PASSAGE TO READ:
Design Verification Projects

Hardware Verification Techniques for Complex High Performance Systems-on-a-chip

(Contact:  Dr. C.C. Lim, cclim@eleceng.adelaide.edu.au)

Verifying the correctness of modern integrated circuit designs is a critical success factor from both economic and technological perspectives. Rapid advances in semiconductor manufacturing technology are not matched by similar gains in hardware design verification methodology. This creates a widening verification gap that threatens the viability of future complex ICs. This project aims to address this issue by developing novel hardware verification techniques targeting complex high performance systems-on-a-chip. The research outcome will be a set of verification techniques and tools that directly benefit the advancement of future IC development, verification and manufacturing. The research is built on the verification flow SALVEM (software application level verification methodology). Conceptually, SALVEM uses embedded software applications to excite interactions across multiple software and hardware layers of the SoC architecture. Test generation and coverage are two main functions performed by SALVEM. Our application test cases are generated using small modular segments of common software SoC code, called snippets. Coverage makes use of control graphs and symbolic trajectory evaluation techniques.

EXTRACTED DATA:
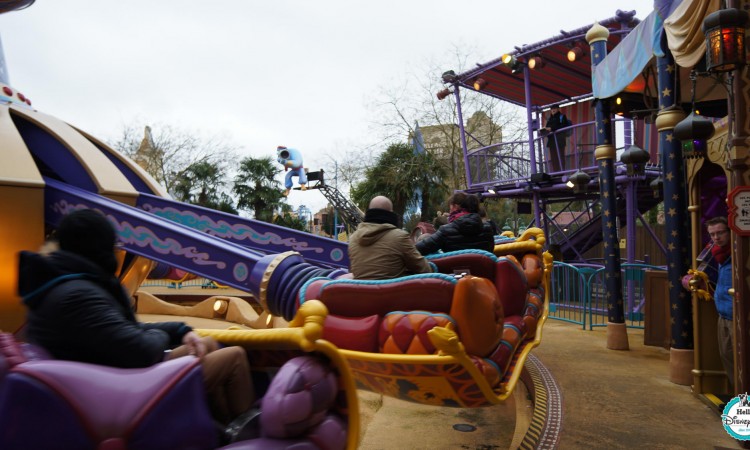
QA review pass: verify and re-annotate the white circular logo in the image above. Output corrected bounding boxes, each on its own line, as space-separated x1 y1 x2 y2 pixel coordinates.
721 393 750 441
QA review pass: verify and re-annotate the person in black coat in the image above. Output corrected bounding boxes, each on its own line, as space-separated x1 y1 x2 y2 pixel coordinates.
18 209 254 424
544 105 573 172
417 192 495 255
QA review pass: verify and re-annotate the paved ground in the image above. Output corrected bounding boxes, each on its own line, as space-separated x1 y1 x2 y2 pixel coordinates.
360 320 742 450
140 290 742 450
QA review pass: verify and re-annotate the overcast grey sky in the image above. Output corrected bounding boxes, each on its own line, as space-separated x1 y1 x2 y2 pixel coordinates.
0 0 653 214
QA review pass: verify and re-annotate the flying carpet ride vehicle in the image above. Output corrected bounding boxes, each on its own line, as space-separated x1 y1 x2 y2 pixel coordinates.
253 228 552 407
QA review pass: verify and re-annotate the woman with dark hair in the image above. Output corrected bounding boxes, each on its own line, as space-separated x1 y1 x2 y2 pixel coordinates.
417 192 495 255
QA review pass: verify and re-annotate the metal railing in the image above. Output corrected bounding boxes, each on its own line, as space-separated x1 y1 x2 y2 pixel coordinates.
549 261 664 330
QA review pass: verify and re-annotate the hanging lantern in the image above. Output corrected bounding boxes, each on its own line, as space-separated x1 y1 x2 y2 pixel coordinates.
648 175 664 198
568 169 591 194
620 145 651 177
703 8 748 72
673 111 714 158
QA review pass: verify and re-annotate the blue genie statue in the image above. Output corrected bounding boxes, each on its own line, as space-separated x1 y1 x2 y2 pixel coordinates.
276 145 307 197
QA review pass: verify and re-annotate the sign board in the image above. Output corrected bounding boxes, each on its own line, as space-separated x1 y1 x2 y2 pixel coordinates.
727 186 750 236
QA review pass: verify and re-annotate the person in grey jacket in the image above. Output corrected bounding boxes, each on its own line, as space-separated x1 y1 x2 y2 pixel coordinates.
349 196 432 280
417 192 495 255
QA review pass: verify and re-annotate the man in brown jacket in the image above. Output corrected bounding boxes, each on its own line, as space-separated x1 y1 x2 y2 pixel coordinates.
349 196 432 280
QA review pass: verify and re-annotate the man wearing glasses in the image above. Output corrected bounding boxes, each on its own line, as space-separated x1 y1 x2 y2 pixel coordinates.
706 217 734 390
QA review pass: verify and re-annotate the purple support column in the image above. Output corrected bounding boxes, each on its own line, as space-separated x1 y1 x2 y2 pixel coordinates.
523 64 546 227
656 45 694 385
453 84 472 187
586 23 630 350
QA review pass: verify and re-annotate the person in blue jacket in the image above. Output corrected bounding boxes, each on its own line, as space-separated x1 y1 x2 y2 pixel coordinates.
276 145 307 197
417 192 495 255
706 217 734 387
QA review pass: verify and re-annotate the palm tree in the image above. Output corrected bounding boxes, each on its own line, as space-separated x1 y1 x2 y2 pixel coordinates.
233 157 284 222
351 143 447 219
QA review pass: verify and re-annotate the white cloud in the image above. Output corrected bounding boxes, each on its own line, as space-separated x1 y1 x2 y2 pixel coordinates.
0 0 652 213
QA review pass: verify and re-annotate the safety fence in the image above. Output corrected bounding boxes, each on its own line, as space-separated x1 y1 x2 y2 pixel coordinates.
549 261 665 330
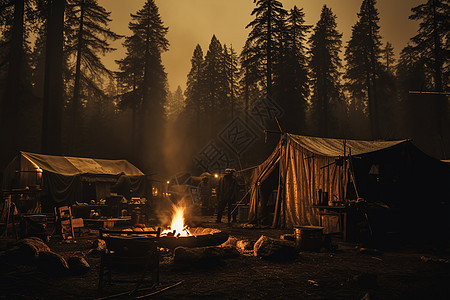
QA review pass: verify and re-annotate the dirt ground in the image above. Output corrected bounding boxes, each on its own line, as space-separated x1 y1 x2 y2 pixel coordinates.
0 221 450 299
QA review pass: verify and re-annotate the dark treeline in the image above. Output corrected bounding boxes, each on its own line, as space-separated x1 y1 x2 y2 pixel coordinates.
0 0 450 177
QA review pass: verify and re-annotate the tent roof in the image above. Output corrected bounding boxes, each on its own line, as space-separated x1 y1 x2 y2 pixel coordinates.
20 151 144 176
287 133 409 156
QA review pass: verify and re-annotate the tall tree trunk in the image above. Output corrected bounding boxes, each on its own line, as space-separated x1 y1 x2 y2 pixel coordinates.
368 14 380 139
0 0 24 168
42 0 66 155
71 0 85 149
432 0 448 158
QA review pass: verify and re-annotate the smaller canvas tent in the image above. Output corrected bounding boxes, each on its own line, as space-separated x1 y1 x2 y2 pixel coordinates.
249 134 450 239
2 152 145 210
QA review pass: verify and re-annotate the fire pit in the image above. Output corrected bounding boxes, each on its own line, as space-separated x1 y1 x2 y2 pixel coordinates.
114 206 228 249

SET TASK 1: In the design verification text, can you rewrite the paragraph that begins "Verifying the correctness" as a short bulleted list that keeps its main facts?
SET TASK 2:
Do these statements agree with the design verification text? For each, answer yes or no and quote the words of the text that decide it.
(a) SALVEM stands for software application level verification methodology.
(b) Coverage in SALVEM is built from snippets.
(c) Gains in hardware design verification methodology keep pace with advances in semiconductor manufacturing technology.
SET TASK 3: From the design verification text, extract the passage from the words "Design Verification Projects" to the words "C.C. Lim, cclim@eleceng.adelaide.edu.au)", inclusive.

FINISHED ANSWER 1:
- Verifying the correctness of modern IC designs is critical, both economically and technologically.
- Semiconductor manufacturing technology is advancing faster than hardware design verification methodology, creating a widening verification gap that threatens future complex ICs.
- The project aims to develop new hardware verification techniques for complex high performance systems-on-a-chip.
- The expected outcome is a set of verification techniques and tools that benefit future IC development, verification and manufacturing.
- The research builds on SALVEM (software application level verification methodology), which uses embedded software applications to excite interactions across the software and hardware layers of the SoC architecture.
- SALVEM has two main functions, test generation and coverage.
- Test cases are generated from snippets, which are small modular segments of common software SoC code.
- Coverage uses control graphs and symbolic trajectory evaluation techniques.

FINISHED ANSWER 2:
(a) Yes: "The research is built on the verification flow SALVEM (software application level verification methodology)."
(b) No: "Coverage makes use of control graphs and symbolic trajectory evaluation techniques."
(c) No: "Rapid advances in semiconductor manufacturing technology are not matched by similar gains in hardware design verification methodology."

FINISHED ANSWER 3:
Design Verification Projects

Hardware Verification Techniques for Complex High Performance Systems-on-a-chip

(Contact:  Dr. C.C. Lim, cclim@eleceng.adelaide.edu.au)